** WHAT TO PRODUCE **
What you return must be an exact copy of the lines in the listing below between the line holding "of the white" and the line holding "of the person", inclusive, and nothing more.

** MATERIAL SHOWN **
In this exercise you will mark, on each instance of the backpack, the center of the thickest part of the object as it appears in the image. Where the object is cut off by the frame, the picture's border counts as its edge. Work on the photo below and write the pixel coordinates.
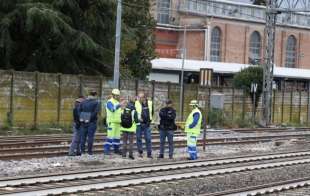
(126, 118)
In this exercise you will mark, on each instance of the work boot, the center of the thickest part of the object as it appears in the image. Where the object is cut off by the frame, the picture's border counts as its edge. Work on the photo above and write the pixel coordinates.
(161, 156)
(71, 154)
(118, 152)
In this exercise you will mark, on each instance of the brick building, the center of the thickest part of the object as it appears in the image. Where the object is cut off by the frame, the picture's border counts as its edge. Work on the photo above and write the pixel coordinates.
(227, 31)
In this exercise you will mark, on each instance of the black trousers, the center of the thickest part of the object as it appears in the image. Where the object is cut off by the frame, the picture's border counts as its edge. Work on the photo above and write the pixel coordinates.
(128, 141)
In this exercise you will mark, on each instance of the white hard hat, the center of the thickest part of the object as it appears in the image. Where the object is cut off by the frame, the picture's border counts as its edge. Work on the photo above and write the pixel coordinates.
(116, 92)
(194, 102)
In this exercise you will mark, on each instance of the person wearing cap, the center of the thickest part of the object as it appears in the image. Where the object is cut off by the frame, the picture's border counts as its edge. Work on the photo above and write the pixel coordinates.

...

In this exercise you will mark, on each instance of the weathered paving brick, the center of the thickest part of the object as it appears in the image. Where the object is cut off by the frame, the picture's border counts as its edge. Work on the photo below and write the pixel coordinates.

...

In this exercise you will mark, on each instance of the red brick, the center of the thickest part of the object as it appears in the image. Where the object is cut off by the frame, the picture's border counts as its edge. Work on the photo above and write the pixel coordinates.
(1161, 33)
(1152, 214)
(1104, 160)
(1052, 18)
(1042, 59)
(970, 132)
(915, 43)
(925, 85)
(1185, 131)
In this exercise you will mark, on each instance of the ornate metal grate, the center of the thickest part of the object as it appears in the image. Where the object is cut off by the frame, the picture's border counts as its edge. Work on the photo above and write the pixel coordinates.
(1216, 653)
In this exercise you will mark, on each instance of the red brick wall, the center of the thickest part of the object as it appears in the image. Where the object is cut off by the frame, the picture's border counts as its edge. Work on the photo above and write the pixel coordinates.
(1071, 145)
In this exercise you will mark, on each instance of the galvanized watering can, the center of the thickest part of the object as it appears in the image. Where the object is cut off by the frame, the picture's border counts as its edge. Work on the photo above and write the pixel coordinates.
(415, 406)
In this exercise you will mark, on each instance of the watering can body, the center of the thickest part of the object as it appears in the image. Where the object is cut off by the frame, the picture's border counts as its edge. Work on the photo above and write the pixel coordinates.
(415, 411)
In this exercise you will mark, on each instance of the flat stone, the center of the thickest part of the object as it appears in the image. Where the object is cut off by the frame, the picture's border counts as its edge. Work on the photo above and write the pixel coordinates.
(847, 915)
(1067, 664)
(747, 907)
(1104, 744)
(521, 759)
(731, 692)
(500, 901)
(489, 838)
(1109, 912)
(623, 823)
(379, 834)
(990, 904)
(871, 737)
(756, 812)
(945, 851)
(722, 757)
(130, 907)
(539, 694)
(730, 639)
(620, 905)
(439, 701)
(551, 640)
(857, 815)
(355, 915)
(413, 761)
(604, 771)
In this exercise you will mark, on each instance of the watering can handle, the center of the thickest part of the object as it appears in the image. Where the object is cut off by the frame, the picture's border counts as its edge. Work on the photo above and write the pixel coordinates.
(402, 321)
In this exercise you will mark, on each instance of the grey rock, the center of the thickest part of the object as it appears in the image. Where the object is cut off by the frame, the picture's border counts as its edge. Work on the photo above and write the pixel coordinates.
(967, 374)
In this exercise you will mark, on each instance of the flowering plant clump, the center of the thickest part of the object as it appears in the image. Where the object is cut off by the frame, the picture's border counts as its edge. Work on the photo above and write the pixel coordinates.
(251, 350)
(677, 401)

** ANSWER FOR THE TASK **
In this exercise you will mark, on each instance of the white hard hat, the center of the thickest part of the object as it appears in the image. Where the object is cut off by the frame, the picture's border counts as its edge. Work on the photo above and write the pixel coordinates.
(116, 92)
(194, 102)
In this exercise you will mark, on each instance of the person wearing cap, the center of the thickest part of the object as it appears in the image. Where the object is cut off by the frame, the picture's border counts as its edge. Work on the photo above and write the pixel coordinates.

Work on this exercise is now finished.